Tuesday, February 06, 2007
Okay, let's analyze this a bit. CEO Jin Yun rose up in the Shanghai banking system (first ICBC, then SPDB), so he must know the leadership quite well in order to get such a promotion. Remember, SPDB is still mainly owned and operated by investment arms of the Shanghai government. The board of directors of SPDB reads like the who was who in the Shanghai government, with several vice district chiefs, a judge, and several banking officials from the Shanghai banking network. So, obviously, arranging a fictitious loan is no problem among friends.

* **MATERIAL PROVIDED**:
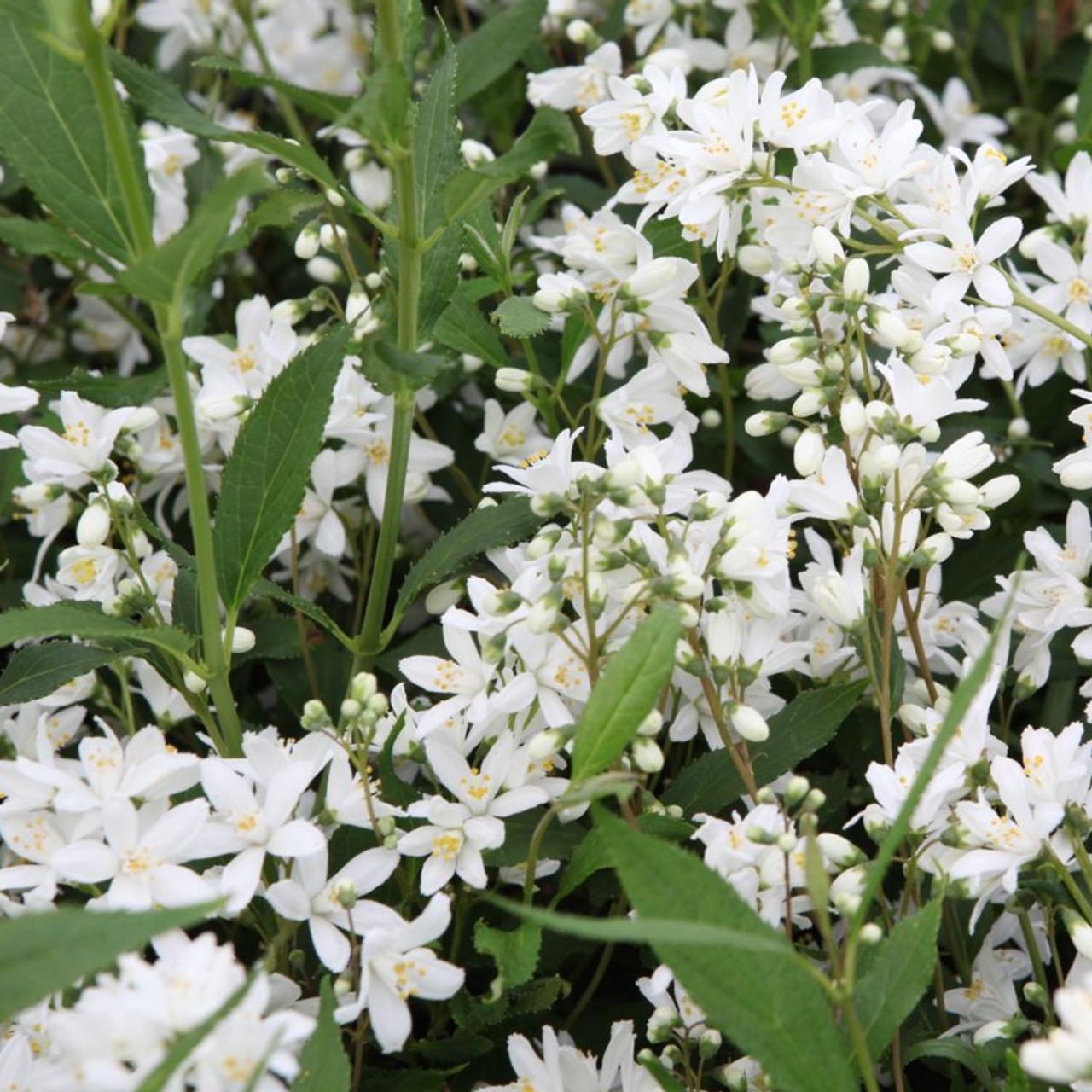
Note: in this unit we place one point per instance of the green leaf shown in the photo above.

* **AIM**:
Carry on with the commentary on SPDB's leadership and its ties to the Shanghai government, picking up after its final sentence.

* **THE REPLY**:
There are also clearly a few on the board who are just honorary appointments and are mainly interested in collecting the paycheck. Three outsiders, however, could have caught the fishy dealings: Richard Stanley, Fred Hu, and Li Yang. Richard Stanley is Citibank's veteran Asia hand, while Fred is Goldman's point man in China. Li Yang served on the PBOC Monetary Committee and a string of government and academic posts. Granted, the insiders could have easily pulled some serious wool over the eyes of these knowledgeable outsiders. But Citibank actually has a stake in what happens to the bank; were questions asked about the 1 billion RMB loan? Were they given satisfactory answers by the board? Perhaps an "anonymous" source can say something to our friends in the journalism business. It would make for an interesting story.
FLASH POINT
Corruption Crackdown
Targets Shanghai Inc.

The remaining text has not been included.